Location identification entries
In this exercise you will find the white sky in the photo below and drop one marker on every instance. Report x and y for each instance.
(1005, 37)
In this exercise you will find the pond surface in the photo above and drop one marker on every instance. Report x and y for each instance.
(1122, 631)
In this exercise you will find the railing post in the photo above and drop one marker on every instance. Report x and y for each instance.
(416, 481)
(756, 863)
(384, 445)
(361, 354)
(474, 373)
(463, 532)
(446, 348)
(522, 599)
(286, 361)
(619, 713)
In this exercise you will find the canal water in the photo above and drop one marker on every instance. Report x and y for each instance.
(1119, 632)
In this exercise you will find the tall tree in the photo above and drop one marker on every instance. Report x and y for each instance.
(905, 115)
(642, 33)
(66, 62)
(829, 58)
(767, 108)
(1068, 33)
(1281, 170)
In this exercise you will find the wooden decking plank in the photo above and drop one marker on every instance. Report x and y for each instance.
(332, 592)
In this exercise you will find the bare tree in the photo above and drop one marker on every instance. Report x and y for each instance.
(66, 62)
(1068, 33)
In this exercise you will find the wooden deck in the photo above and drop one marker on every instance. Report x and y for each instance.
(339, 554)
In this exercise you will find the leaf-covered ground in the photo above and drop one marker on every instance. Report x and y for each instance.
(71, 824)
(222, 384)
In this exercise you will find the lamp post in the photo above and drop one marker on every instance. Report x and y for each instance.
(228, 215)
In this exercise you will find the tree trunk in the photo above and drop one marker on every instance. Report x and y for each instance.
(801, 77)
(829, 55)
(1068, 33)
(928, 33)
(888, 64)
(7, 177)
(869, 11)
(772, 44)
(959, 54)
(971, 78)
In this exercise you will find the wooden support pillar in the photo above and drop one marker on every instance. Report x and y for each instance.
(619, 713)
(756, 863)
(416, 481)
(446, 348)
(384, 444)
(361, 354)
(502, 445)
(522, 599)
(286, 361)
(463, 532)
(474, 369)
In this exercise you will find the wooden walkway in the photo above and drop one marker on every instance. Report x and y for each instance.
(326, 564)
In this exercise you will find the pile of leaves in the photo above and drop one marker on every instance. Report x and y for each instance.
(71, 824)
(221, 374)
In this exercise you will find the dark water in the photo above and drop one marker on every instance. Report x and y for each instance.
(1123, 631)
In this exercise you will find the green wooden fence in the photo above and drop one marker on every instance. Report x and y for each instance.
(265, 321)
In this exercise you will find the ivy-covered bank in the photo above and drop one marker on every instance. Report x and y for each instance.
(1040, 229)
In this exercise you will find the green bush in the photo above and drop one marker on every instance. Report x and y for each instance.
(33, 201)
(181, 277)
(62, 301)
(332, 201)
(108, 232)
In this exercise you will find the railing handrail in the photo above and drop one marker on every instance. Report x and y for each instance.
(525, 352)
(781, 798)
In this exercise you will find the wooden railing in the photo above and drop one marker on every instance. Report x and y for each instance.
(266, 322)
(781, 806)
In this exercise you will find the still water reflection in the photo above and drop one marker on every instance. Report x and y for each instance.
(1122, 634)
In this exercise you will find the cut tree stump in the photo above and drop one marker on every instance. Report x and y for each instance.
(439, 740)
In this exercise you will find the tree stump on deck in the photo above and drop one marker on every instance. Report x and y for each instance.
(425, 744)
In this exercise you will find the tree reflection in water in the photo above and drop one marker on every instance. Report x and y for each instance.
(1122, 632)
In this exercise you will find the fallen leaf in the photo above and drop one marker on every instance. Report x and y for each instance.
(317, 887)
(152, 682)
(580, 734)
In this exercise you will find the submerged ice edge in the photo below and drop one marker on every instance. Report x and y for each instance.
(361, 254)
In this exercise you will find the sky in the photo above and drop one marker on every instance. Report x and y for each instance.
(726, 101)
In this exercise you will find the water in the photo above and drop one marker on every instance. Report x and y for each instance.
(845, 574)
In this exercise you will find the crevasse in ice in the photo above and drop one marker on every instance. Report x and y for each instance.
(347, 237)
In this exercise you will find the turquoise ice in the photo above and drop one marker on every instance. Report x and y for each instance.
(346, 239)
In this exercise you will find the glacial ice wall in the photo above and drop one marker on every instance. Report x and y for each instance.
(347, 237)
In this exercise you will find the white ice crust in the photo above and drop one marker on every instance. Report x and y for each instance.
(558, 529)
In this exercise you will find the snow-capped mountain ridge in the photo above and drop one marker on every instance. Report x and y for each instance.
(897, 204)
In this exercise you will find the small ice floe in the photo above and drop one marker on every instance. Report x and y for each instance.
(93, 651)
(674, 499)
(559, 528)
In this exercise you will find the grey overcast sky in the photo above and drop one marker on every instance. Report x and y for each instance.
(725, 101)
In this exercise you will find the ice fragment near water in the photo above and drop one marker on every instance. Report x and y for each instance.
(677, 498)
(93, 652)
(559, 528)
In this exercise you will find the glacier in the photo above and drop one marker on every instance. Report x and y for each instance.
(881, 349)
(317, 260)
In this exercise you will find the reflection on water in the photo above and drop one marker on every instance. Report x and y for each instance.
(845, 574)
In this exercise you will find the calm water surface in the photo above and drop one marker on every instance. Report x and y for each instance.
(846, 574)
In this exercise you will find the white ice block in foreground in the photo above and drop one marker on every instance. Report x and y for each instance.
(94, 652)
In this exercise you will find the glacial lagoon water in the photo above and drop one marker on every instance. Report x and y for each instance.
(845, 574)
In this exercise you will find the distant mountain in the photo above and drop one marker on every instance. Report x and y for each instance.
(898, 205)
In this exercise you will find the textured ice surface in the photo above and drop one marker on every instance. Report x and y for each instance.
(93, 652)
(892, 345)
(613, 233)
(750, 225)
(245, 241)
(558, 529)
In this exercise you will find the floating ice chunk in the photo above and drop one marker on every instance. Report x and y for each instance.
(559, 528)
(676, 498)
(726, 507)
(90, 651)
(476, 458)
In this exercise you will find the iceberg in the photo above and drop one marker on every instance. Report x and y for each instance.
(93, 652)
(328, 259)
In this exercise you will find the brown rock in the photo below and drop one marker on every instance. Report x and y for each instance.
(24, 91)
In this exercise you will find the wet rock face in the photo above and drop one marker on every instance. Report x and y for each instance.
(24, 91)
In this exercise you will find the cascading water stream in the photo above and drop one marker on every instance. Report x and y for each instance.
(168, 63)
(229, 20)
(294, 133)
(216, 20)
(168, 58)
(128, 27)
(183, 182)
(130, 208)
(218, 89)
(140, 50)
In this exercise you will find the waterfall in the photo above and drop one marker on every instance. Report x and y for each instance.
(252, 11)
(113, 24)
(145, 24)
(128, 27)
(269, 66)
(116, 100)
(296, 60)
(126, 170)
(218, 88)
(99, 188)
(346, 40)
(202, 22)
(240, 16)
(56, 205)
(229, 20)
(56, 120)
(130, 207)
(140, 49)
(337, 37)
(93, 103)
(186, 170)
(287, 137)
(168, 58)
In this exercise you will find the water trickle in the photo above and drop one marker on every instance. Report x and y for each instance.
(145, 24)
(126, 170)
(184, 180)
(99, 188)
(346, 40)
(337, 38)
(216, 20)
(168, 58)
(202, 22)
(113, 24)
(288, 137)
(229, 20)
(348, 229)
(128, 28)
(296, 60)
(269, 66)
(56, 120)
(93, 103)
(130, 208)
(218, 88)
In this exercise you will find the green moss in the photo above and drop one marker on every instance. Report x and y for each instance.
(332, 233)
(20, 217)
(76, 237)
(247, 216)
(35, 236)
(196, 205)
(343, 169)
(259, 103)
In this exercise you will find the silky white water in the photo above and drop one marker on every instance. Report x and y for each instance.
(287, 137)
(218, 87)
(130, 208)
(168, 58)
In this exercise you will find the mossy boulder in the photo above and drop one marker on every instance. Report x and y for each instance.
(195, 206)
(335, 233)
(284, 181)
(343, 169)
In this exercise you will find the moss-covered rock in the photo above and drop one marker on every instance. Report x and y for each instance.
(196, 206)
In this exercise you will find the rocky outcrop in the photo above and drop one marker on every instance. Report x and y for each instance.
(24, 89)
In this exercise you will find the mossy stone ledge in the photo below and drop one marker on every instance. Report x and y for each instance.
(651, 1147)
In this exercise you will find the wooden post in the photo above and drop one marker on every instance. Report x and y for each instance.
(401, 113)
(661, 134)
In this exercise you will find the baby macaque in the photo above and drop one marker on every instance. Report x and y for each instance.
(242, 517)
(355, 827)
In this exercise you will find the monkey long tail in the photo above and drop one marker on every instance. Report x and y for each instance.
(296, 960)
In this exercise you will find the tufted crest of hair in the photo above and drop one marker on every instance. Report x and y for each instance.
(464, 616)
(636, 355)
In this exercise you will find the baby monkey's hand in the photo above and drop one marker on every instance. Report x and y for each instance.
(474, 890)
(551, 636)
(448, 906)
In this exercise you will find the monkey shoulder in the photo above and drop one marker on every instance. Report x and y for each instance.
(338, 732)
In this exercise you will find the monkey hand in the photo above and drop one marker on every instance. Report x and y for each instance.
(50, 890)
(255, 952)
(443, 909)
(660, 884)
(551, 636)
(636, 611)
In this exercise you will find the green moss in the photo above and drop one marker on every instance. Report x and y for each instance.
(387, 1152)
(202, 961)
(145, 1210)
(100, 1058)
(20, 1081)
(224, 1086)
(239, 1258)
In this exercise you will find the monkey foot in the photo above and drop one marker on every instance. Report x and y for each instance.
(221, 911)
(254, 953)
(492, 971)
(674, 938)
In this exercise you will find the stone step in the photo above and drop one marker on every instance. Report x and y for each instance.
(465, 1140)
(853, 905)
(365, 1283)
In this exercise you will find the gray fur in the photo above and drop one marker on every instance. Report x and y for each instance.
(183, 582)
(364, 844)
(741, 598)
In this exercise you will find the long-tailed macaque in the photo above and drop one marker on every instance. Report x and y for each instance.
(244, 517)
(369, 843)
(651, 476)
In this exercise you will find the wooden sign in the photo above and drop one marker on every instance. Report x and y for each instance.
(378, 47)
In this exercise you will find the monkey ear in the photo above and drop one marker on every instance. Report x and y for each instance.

# Your task:
Please reproduce the listing starting at its first line and ending at the line containing "(1281, 170)", changing every "drop one marker" to "place a single marker" and leaving everything else the same.

# Written answer:
In this exercise you will find the white sky in the photo below and place a single marker on every instance. Report x and y for each instance.
(1005, 37)
In this exercise you will find the pond surface in the photo above and place a single marker on every instance. Report x and y for each instance.
(1122, 631)
In this exercise you will find the railing post in the photo above and place a single marker on every instance. Report x and y for each instance.
(416, 481)
(756, 863)
(384, 445)
(361, 354)
(474, 373)
(463, 532)
(446, 348)
(522, 599)
(286, 361)
(619, 713)
In this exercise you will find the canal water in the photo above and place a single marker on every instance. Report x and y for each instance.
(1119, 632)
In this exercise you will find the tall tree in the photo above and place a single marker on every instance. Report x and y for each instance.
(905, 115)
(642, 33)
(66, 62)
(829, 58)
(767, 108)
(1068, 33)
(1281, 170)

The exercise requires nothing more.